EXERCICE COURT 1 |
Répondez à ces questions sur l'article consacré aux comédies musicales :
(a) De quelles années sont issues les comédies musicales ?
(b) Quelle réponse simple l'article donne-t-il à la question de savoir pourquoi on chante dans les comédies musicales ?
(c) Quel film de Marc Webb inclut une scène digne d'une comédie musicale ?
EXERCICE COURT 2 |
Dans l'article sur les comédies musicales, remplacez "claquettes" par "danse moderne" et recopiez le passage qui va de "Roberto Garçon Redacteur" jusqu'à "cinématographique si particulier." inclus.
EXERCICE COURT 3 |
Poursuivez l'article sur les comédies musicales à la suite de sa dernière phrase.

Roberto Garçon Redacteur sur le MagduCiné

Derrière cette question qui peut prêter à sourire, se trouve un questionnement plus général sur les comédies musicales qui nous font chanter et danser. Issues des années 30, d’abord pour illustrer la quête de la célébrité et de la gloire, les comédies musicales sont ensuite allées explorer un terrain social et contestataire. Pourquoi les héros se confondent en pas de danse ? Quelle part joue la politique dans les solos de claquettes ? Dans le cadre de notre cycle sur la musique au cinéma, Le Mag du Ciné analyse en notes et en couleurs ce genre cinématographique si particulier.

Qui, naturellement, serait soudain épris du besoin de chanter dans la rue ? Qui en plus aurait la chance d’être accompagné par tous les passants dans la rue dans un numéro de danse collectif ? Et qui peut se permettre d’interrompre une dispute pour se lancer dans un solo de claquettes ? Sûrement un héros ou une héroïne de comédie musicale, sorte de super-héros capable de naviguer entre la folie de son imaginaire musical et la réalité de sa vie. Ce genre cinématographique brise constamment la frontière entre le réel et le fantaisiste, alternant à la fois des scènes classiques et des moments entièrement chantés et dansés. Un film intégralement chanté n’est donc pas complètement une comédie musicale (Désolé Les Parapluies de Cherbourg) tout comme un film qui n’inclut que quelques scènes musicales (Désolé Bohemian Rhapsody). La comédie musicale, par essence, est un registre bien à part où la force du récit s’exprime entre les notes, les acteurs et leurs pas de danse (souvent) endiablés. Pour étudier le genre en profondeur, il faut donc considérer les mondes dans lesquels se déroulent les comédies musicales comme des univers parallèles où les êtres s’expriment et communiquent d’une différente manière. À la question simple pourquoi chante-t-on dans les comédies musicales, on peut d’abord y offrir une réponse tout aussi simple : pour exprimer ses émotions. Dans une comédie musicale, les personnages se mettent à chanter lorsque les émotions qu’ils ressentent deviennent trop grandes pour être contenues. Le chant et la danse deviennent les deux seuls moyens d’expression à la hauteur de leurs sentiments. Les personnages de comédies musicales vivent trop, crient trop, aiment trop. C’est d’ailleurs pour cela que la grande majorité des films du genre contiennent des romances. Quel sentiment plus envahissant et débordant que celui de la passion amoureuse ? La profusion de couleurs, la précision des chorégraphies, la folie des décors… Tout est alors là en principe pour représenter au mieux le débordement d’émotions que vit le personnage. Le long-métrage 500 jours ensemble de Marc Webb se permettait d’inclure une scène digne d’une comédie musicale pour représenter l’état de transe amoureuse dans lequel se trouve son personnage.

INFORMATIONS FOURNIES |
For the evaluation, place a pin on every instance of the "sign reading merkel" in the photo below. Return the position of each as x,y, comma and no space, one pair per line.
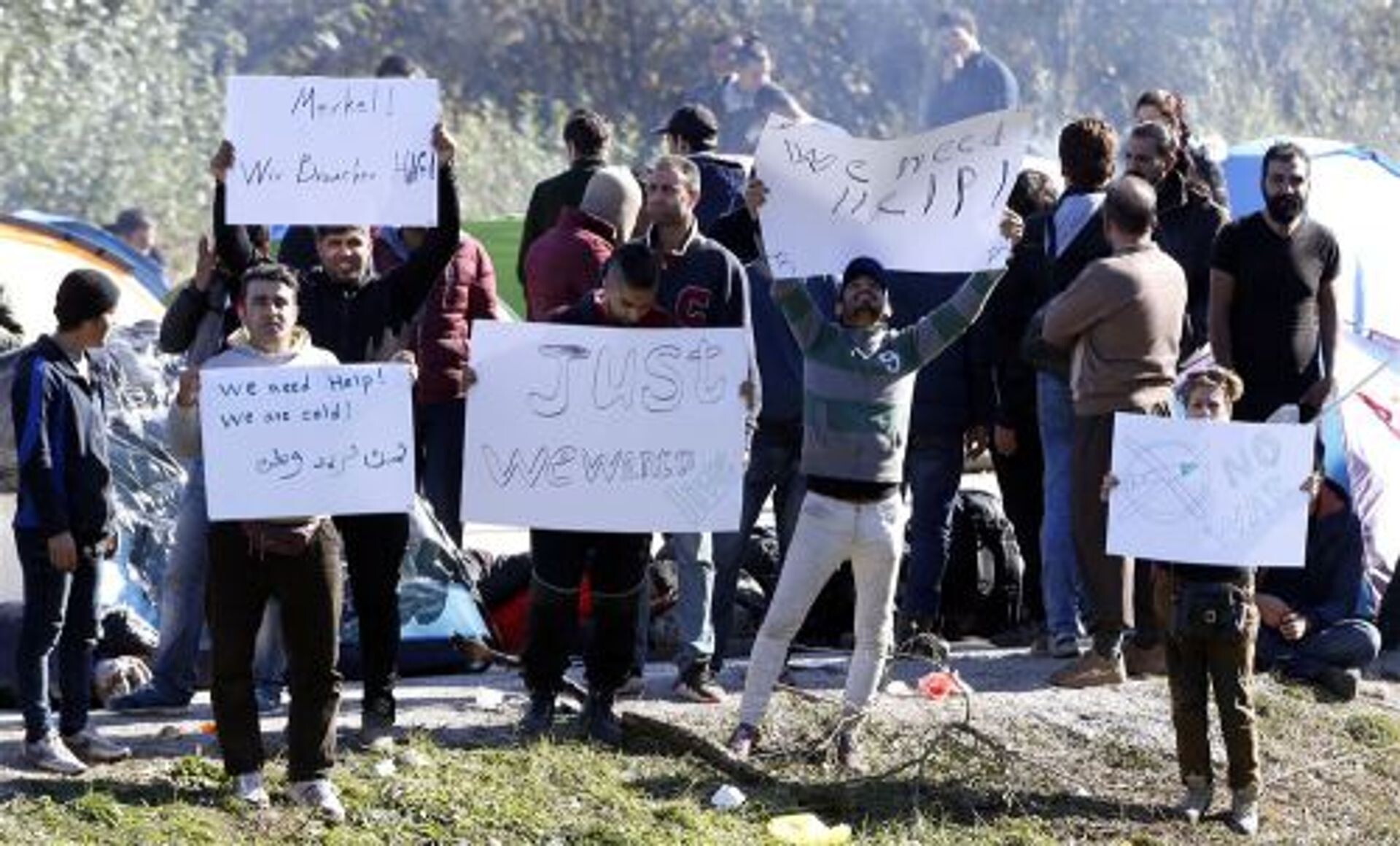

RÉSULTAT 1 |
(a) Des années 30.
(b) Pour exprimer ses émotions.
(c) 500 jours ensemble.

RÉSULTAT 2 |
Roberto Garçon Redacteur sur le MagduCiné

Derrière cette question qui peut prêter à sourire, se trouve un questionnement plus général sur les comédies musicales qui nous font chanter et danser. Issues des années 30, d’abord pour illustrer la quête de la célébrité et de la gloire, les comédies musicales sont ensuite allées explorer un terrain social et contestataire. Pourquoi les héros se confondent en pas de danse ? Quelle part joue la politique dans les solos de danse moderne ? Dans le cadre de notre cycle sur la musique au cinéma, Le Mag du Ciné analyse en notes et en couleurs ce genre cinématographique si particulier.

RÉSULTAT 3 |
Chanter pour mieux raconter

Une comédie musicale, ça ne se raconte pas, ça se vit. L’effet cathartique des séquences musicales est essentiel à souligner pour comprendre comment un film du genre s’articule. Les trames des comédies musicales sont très souvent simples (mais pas simplistes). Le spectaculaire ne réside pas tant dans un scénario alambiqué ou complexe mais dans un épanouissement total lors de grandes scènes de musique et de danse. Elles ne marquent pas des pauses dans le récit. Au contraire, elles le racontent d’une autre manière. Dans La La Land, le flirt et le début de la relation entre Mia et Sebastian ne sont pas représentés par des dialogues sur-explicatifs et niais mais par un duo de claquettes symbolisant le rapprochement des deux personnages. Les chansons balisent le récit et font suivre à ces films une structure quasi-similaire. On peut prendre pour exemple la première chanson d’une comédie musicale. Pratiquement toujours chantée par le ou la protagoniste, elle représente l’état initial du personnage et sa quête de quelque chose d’autre. Très souvent, c’est un rêve de grandeur vers lequel se dirige notre personnage. Hairspray s’ouvre sur Good Morning Baltimore où l’héroïne Tracy dépeint son quotidien et son envie de gloire et de paillettes (I know there’s a place where I belong Je sais qu’il y a une place où j’appartiens I see all those party lights shining ahead Je vois tous ces feux de fête briller devant So someone invite me Alors, que quelqu’un m’invite Before I drop dead ! Avant que je sois morte !). Cette structure apparaît de manière très visible parmi les comédies musicales les plus populaires aujourd’hui: les dessins animés Disney.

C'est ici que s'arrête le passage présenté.